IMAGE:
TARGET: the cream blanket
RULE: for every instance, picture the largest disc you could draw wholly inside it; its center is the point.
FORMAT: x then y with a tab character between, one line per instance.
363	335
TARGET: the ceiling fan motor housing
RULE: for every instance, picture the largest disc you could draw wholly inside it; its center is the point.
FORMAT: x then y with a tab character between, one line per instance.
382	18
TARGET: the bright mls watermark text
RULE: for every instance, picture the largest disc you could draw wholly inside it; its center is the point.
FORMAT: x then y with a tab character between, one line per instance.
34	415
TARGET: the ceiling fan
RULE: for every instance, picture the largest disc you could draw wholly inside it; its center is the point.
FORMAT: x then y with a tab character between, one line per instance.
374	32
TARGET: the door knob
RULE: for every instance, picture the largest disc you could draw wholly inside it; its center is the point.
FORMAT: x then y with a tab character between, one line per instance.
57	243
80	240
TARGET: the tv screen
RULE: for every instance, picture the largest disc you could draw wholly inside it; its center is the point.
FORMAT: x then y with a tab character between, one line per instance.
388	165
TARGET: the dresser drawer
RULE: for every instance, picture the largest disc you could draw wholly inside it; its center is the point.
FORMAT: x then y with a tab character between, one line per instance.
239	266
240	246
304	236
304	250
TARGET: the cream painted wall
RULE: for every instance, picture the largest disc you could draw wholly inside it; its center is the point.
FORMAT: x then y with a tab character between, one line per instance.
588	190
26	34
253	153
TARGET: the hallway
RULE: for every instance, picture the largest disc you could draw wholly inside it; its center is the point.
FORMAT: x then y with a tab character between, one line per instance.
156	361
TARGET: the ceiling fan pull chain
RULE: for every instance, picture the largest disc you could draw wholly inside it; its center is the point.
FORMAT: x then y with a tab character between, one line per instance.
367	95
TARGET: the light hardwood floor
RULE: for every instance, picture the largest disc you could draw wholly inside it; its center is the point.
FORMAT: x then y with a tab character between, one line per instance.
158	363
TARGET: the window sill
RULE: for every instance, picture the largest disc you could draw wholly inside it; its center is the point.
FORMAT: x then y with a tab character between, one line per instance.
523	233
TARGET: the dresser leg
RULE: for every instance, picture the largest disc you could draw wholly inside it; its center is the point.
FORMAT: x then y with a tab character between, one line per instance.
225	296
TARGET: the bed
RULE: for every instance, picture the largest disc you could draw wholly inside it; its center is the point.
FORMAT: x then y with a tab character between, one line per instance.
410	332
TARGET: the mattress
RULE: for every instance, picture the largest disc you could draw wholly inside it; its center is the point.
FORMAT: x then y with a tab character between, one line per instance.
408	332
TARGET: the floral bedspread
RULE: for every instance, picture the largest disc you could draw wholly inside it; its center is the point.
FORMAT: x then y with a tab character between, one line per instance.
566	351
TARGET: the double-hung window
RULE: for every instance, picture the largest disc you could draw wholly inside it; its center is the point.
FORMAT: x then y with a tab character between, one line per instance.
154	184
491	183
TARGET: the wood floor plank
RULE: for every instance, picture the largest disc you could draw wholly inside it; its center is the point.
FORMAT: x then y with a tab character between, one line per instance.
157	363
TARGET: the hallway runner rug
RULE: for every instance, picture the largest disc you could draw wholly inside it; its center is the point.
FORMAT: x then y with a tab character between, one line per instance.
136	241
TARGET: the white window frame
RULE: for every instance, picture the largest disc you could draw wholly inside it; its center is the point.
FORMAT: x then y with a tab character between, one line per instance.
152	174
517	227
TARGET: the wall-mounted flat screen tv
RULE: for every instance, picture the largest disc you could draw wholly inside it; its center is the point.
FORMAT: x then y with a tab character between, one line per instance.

- [Written request]: Starting with the line that contains "TARGET: the floral bedspread" and going on through the end of the material, write out every line again, adding 70 to each x and y coordinate in the answers and leaving everything else unchanged.

- [Finished exercise]:
TARGET: the floral bedspread
RULE: for every instance, picture the largest disc you could draw wholly inside it; its center is the point.
FORMAT: x then y with a tab character between, one line per instance.
636	421
TARGET: the double-hung window
RULE: for every instance, picture the largest disc you could draw wholly inside it; its center is the point.
FORMAT: x then y with a tab character between, one line per instance.
224	254
561	253
TARGET: the wood floor plank
RULE: for every instance, picture the largest disc you could draw wholly inside it; its center is the point.
FORMAT: x then y with a tab character between, one line per instance.
227	433
TARGET: the hallway runner rug
RULE: for every instance, picture the largest disc you could draw wholly inside it; its center is the point.
FORMAT: x then y with a tab character between, one line per instance.
206	311
TARGET: the white window frame
RULE: for every instance, picture the largest disc you could draw wholly inside it; its center is the point.
FORMAT: x then y with a tab character between, one line per instance.
222	244
587	297
TARGET: the wall-mounted flat screen tv
RULE: for every instance, picture the largest disc you could draw wholly inside it; its center is the point.
FORMAT: x then y with a tab character between, one line per instance.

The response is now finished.